WLIW-FM
- Southampton, New York; United States;
- Broadcast area: Eastern Long Island
- Frequency: 88.3 MHz (HD Radio)
- Branding: 88.3 WLIW-FM

Programming
- Format: Public radio
- Affiliations: American Public Media; NPR; Public Radio Exchange;

Ownership
- Owner: The WNET Group; (WNET);
- Sister stations: WEER; WLIW; WMBQ-CD; WNDT-CD; WNET;

History
- First air date: March 11, 1980
- Former call signs: WPBX (1980–2002); WLIU (2002–2010); WPPB (2010–2020);
- Former frequencies: 91.3 MHz (1980-1993)
- Call sign meaning: Long Island (taken from sister TV station)

Technical information
- Licensing authority: FCC
- Facility ID: 38340
- Class: B1
- ERP: 5,900 watts (horizontal); 25,000 watts (vertical);
- HAAT: 66 meters (217 ft)
- Transmitter coordinates: 40°53′17.3″N 72°26′41.3″W﻿ / ﻿40.888139°N 72.444806°W
- Translator: 96.9 W245BA (Manorville)
- Repeater: 88.7 WEER (Montauk)

Links
- Public license information: Public file; LMS;
- Webcast: Listen live (via TuneIn)
- Website: www.wliw.org/radio/

= WLIW-FM =

Public radio station in Southampton, New York

WLIW-FM (88.3 FM) is a non-commercial, listener-supported radio station licensed to Southampton, New York, and serving eastern Long Island and coastal Connecticut. Owned by The WNET Group, it is a sister station to PBS members WLIW channel 21 and WNET channel 13. WLIW-FM features news and information programming weekday mornings and afternoons, with music programs middays, nights and weekends, some coming from NPR, American Public Media and Public Radio Exchange.

● Task instructions:
#1 Reproduce the stretch of the WLIW-FM article from "WLIW-FM (88.3 FM)" through "Public Radio Exchange.", replacing "coastal Connecticut" with "southern Connecticut".
#2 According to the WLIW-FM article, on what date did the station first go on the air?
#3 Extend the WLIW-FM article beyond its final sentence.
The lines after this point come from a separate source.

● Excerpted records:
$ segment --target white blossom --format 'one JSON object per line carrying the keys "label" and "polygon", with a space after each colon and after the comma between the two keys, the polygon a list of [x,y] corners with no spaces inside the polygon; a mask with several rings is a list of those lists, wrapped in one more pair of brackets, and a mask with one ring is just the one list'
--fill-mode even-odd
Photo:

==

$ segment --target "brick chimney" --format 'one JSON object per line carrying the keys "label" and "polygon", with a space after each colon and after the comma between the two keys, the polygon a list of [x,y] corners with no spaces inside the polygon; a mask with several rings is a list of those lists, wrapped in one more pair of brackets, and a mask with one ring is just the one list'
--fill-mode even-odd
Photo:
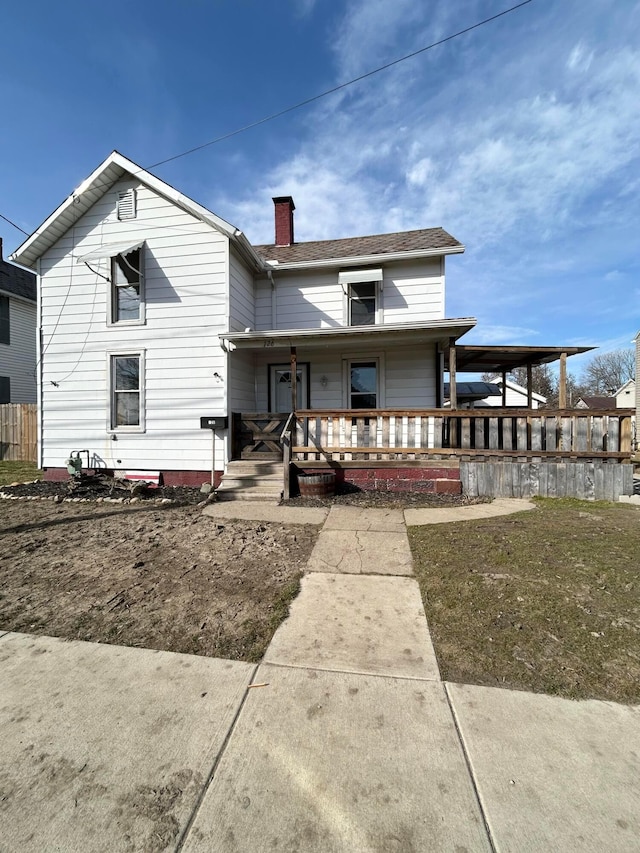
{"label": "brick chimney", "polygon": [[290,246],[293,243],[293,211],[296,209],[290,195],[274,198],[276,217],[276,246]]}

==

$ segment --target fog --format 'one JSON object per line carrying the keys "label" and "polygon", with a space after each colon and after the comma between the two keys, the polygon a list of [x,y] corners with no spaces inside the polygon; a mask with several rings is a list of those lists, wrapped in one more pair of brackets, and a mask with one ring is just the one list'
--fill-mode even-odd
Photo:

● Task results:
#1
WLIW-FM (88.3 FM) is a non-commercial, listener-supported radio station licensed to Southampton, New York, and serving eastern Long Island and southern Connecticut. Owned by The WNET Group, it is a sister station to PBS members WLIW channel 21 and WNET channel 13. WLIW-FM features news and information programming weekday mornings and afternoons, with music programs middays, nights and weekends, some coming from NPR, American Public Media and Public Radio Exchange.

#2 March 11, 1980

#3
WLIW-FM has an effective radiated power (ERP) of 5,900 watts horizontal polarization and 25,000 watts vertical. Its transmitter is located on Stony Brook Southampton's campus. The station broadcasts using HD Radio technology. WLIW-FM is simulcast on co-owned 88.7 WEER in Montauk, and on FM translator W245BA at 96.9 in Manorville.

==Programming==
WLIW-FM is the only NPR member station based on Long Island (population around 8 million). It is one of three public radio stations broadcasting to eastern Long Island. The others are based in Connecticut: WNPR, WSHU-FM and WSUF, which access the market via repeater stations.

On weekdays, two popular NPR news shows are carried: Morning Edition and All Things Considered. Late mornings, WLIW-FM produces Long Island Daily with Michael Mackey and Heart of the East End with Gianna Volpe. The Capitol Pressroom is recorded in Albany, and supplied by WCNY-FM.

Musical genres include jazz, rhythm and blues, adult album alternative, folk music, world music and Broadway showtunes. WLIW-FM originates several music shows, including The Afternoon Ramble with Brian Cosgrove and The Urban Jazz Experience with Ed German.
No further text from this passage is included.